Continue the museum description of Holbein's painting The Ambassadors, picking up after its final sentence.

EXTRACT TO READ:
((

Hans Holbein | The Ambassadors

About this Painting

Jean de Dinteville, the man on the left, is shown on his second diplomatic mission to England on behalf of Francis I, King of France. To the right is his close friend, Georges de Selve, Bishop of Lavaur. This portrait was painted at a time of religious upheaval in Europe. Although the pope had refused to annull Henry VIII, King of England’s marriage to Catherine of Aragon which resulted in a break with the Roman Catholic Church, in 1533 he married Anne Boleyn. The array of objects on the table seem to allude to discord; the arithmetic book, for example, is open at the page concerning mathematical division.

The portrait is a supreme display of Holbein’s skill in composing images and in manipulating oil paint to recreate a variety of textures. If viewed from a particular angle the elongated shape between the men’s feet becomes a skull. Equally hidden at the top left of the picture is a crucifix that hints at the hope of redemption in the resurrected Christ (text courtesy of the National Gallery).

))

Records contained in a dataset
((

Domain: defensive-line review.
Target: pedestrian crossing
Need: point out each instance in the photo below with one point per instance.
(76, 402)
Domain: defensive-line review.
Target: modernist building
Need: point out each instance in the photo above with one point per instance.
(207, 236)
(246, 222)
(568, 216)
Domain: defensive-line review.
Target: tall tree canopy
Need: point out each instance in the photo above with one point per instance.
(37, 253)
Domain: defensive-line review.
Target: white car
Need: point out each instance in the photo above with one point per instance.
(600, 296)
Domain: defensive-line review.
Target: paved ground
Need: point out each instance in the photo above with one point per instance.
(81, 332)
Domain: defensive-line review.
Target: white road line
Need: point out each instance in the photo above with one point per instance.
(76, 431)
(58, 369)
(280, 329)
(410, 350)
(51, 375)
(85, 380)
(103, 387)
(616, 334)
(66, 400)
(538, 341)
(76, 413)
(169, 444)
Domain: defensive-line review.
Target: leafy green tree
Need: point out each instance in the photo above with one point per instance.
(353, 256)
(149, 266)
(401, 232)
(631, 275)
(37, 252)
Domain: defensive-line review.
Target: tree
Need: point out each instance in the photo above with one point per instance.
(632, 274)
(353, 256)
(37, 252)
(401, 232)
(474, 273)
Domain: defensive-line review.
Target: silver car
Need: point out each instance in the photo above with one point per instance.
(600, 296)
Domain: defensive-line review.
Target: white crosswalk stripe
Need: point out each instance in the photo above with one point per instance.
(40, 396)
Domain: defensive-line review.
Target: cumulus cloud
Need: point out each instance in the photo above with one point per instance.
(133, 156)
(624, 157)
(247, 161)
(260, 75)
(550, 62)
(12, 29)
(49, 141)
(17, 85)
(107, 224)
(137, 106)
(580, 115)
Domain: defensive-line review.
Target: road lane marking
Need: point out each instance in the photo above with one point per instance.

))

WRITTEN RESPONSE:
An in-depth analysis of this painting is available on The National Gallery Website.


Further Resources

Hans Holbein the Younger, Jean de Dinteville and Georges de Selve ('The Ambassadors').
Cogapp 's Storiiies Editor uses IIIF in order to create curated tours

through cultural resources. Explore their digital story here.

Susan Foister discusses Hans Holbein the Younger's The Ambassadors.
See The National Gallery's Deputy Director and Director of Public Engangement,

Susan Foister, discuss Hans Holbein the Younger, his painting, and their

connections to the Tutor court. Click here for the full video.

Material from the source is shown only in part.